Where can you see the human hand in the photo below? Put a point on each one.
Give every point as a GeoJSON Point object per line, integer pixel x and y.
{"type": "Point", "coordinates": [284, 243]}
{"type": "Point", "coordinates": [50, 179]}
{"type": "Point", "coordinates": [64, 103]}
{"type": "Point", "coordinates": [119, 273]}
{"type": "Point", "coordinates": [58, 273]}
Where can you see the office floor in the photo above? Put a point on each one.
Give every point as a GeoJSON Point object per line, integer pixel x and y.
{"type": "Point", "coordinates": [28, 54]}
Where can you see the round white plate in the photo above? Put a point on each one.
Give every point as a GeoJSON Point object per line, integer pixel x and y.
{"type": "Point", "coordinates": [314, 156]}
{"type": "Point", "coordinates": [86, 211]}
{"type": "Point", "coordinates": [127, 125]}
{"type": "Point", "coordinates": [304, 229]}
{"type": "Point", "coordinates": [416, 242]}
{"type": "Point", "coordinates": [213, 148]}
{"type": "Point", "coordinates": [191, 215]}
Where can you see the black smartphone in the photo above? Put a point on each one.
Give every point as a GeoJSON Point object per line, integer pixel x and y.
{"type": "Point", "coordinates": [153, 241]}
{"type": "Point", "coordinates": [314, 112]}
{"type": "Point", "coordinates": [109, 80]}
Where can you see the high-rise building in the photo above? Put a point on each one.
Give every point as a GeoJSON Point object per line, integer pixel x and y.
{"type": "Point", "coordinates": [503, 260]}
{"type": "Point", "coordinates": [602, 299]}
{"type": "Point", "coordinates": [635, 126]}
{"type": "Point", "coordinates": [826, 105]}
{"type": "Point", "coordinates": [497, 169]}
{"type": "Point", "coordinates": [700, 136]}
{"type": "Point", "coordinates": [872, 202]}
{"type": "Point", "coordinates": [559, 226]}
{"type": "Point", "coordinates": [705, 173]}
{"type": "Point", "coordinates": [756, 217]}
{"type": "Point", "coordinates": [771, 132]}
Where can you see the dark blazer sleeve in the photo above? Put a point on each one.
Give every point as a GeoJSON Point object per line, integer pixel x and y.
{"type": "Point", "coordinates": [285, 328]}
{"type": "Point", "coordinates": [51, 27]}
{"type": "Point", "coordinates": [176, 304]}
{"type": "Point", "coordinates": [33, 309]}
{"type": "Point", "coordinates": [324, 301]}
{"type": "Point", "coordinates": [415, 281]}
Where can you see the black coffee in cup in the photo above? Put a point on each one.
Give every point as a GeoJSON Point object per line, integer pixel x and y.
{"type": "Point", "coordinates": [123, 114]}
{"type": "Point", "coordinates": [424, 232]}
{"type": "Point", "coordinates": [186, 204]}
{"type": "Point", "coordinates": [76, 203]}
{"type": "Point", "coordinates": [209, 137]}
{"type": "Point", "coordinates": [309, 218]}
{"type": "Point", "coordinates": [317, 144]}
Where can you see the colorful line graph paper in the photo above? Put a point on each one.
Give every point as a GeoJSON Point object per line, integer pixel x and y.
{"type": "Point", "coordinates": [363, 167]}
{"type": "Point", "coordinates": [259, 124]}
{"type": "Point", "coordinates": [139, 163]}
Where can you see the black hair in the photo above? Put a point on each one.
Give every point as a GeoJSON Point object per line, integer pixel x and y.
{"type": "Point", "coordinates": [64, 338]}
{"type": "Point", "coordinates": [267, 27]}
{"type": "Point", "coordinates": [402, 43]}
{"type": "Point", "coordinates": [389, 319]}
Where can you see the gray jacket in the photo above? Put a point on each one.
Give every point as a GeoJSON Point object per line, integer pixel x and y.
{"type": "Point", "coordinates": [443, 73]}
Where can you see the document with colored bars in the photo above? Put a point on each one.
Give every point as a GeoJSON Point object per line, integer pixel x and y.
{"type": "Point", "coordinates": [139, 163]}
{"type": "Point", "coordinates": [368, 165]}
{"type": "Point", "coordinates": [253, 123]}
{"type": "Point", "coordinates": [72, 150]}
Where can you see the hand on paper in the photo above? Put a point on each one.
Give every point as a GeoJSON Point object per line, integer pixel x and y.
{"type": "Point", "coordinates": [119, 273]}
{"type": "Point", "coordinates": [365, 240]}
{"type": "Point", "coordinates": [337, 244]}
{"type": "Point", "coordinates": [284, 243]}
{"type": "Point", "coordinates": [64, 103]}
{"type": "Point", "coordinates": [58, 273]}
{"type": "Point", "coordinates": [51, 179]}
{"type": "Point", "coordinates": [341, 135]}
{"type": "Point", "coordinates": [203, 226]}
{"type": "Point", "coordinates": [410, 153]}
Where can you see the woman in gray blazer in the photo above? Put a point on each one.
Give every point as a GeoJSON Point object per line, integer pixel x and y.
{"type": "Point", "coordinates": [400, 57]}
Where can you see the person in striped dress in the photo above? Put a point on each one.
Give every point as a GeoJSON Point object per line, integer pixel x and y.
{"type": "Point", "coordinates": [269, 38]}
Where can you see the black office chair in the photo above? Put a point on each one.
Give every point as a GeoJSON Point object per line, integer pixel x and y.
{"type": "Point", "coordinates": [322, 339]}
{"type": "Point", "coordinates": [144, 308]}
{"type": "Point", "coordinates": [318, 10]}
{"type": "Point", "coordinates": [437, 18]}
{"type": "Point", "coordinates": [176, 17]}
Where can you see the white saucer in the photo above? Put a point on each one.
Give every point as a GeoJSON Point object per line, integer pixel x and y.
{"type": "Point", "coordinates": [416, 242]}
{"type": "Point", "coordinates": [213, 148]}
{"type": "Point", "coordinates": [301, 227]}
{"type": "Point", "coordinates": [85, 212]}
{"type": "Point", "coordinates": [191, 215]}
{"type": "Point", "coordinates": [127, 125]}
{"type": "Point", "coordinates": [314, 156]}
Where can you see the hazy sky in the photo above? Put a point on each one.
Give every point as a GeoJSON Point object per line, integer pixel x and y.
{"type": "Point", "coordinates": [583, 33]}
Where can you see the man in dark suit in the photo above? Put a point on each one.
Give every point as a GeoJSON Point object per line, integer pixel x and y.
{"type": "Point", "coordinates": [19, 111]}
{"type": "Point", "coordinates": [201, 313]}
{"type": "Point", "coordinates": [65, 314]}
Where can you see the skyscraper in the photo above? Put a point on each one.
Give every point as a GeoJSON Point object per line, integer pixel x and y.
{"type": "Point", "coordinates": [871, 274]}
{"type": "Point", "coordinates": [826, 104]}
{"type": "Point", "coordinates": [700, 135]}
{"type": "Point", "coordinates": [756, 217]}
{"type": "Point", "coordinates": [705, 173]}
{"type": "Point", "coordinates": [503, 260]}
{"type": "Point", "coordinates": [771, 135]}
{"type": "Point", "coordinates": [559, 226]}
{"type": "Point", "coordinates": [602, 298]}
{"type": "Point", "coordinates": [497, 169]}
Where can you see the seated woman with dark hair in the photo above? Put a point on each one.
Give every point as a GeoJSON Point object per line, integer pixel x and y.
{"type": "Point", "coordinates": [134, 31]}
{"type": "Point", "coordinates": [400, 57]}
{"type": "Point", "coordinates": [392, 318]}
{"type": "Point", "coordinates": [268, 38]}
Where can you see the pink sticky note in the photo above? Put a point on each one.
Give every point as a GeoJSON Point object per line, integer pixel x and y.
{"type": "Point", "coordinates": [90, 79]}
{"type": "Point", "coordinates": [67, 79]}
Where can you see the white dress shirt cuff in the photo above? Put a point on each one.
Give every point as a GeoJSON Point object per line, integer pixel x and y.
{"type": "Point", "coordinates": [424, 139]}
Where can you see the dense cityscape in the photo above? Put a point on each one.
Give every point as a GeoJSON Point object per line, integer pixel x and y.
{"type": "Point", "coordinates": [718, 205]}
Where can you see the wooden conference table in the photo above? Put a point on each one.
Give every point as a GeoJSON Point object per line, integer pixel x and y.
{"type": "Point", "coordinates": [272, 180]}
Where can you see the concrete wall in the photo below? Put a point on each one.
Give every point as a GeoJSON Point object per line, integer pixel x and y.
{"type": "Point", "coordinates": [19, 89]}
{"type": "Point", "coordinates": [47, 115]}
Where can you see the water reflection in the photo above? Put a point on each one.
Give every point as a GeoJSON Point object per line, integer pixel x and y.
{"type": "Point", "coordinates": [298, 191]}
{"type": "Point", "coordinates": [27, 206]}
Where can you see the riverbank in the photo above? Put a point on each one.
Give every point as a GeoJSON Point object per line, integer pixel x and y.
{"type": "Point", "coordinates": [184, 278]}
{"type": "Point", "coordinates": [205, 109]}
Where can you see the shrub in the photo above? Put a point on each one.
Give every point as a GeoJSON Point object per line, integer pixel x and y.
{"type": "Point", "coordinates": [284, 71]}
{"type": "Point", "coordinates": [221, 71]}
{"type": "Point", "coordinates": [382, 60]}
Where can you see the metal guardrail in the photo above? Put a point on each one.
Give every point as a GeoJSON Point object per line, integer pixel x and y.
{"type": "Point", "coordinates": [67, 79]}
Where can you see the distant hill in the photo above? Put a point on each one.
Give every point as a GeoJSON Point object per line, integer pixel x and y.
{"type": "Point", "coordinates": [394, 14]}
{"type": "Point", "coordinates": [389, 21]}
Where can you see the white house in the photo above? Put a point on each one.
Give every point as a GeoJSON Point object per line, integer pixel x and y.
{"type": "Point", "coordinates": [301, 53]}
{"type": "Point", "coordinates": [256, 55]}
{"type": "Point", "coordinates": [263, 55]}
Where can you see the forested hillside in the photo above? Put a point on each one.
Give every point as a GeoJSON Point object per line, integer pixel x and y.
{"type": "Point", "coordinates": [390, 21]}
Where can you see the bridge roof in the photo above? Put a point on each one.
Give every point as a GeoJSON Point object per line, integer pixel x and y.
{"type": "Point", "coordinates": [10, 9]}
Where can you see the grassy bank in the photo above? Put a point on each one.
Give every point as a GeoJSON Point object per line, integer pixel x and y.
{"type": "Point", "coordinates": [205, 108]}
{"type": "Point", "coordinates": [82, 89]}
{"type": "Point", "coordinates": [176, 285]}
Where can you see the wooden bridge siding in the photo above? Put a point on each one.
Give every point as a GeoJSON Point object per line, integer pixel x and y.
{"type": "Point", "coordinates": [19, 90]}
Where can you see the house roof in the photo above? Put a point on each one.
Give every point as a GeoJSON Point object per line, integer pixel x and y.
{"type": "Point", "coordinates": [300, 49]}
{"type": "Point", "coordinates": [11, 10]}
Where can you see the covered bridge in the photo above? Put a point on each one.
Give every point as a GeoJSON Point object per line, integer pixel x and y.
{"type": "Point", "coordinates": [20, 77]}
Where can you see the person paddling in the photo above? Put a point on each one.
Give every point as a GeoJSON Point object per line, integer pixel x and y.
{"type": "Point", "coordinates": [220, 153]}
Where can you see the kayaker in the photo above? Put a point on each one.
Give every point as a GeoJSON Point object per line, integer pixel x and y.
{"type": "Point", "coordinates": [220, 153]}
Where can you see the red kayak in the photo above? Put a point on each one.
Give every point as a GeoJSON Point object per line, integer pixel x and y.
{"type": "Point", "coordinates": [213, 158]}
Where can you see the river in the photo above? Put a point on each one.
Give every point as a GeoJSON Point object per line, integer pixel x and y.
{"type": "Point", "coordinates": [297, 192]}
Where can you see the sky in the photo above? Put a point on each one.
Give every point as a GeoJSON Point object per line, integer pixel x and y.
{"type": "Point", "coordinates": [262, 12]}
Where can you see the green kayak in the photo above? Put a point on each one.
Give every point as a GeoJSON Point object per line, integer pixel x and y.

## What is required:
Only the lines from the one that contains "Where can you see the person paddling" to the end of the entries above should be given again, exactly and in full.

## Answer to this task:
Where can you see the person paddling in the photo above? Put a point on each one.
Give every point as a GeoJSON Point object per line, integer pixel x and y.
{"type": "Point", "coordinates": [220, 153]}
Where can you see the kayaker in the photo above? Put a point on each one.
Give every point as a GeoJSON Point object per line, integer pixel x and y.
{"type": "Point", "coordinates": [220, 153]}
Where can you see the red kayak in the photo above? Put a point on each one.
Give every point as a GeoJSON Point object per line, integer pixel x and y.
{"type": "Point", "coordinates": [213, 158]}
Where can you see the river in the photo above? Put a point on each one.
Give every point as a GeoJSON Point object per line, integer pixel x and y.
{"type": "Point", "coordinates": [297, 192]}
Where can you see the sky in the photo above? Put a point on each one.
Give every point as a GeoJSON Point object per line, integer pixel x and y.
{"type": "Point", "coordinates": [262, 12]}
Where can you see the green kayak in the photo above? Put a point on each one.
Give every point as a GeoJSON Point object per line, integer pixel x and y.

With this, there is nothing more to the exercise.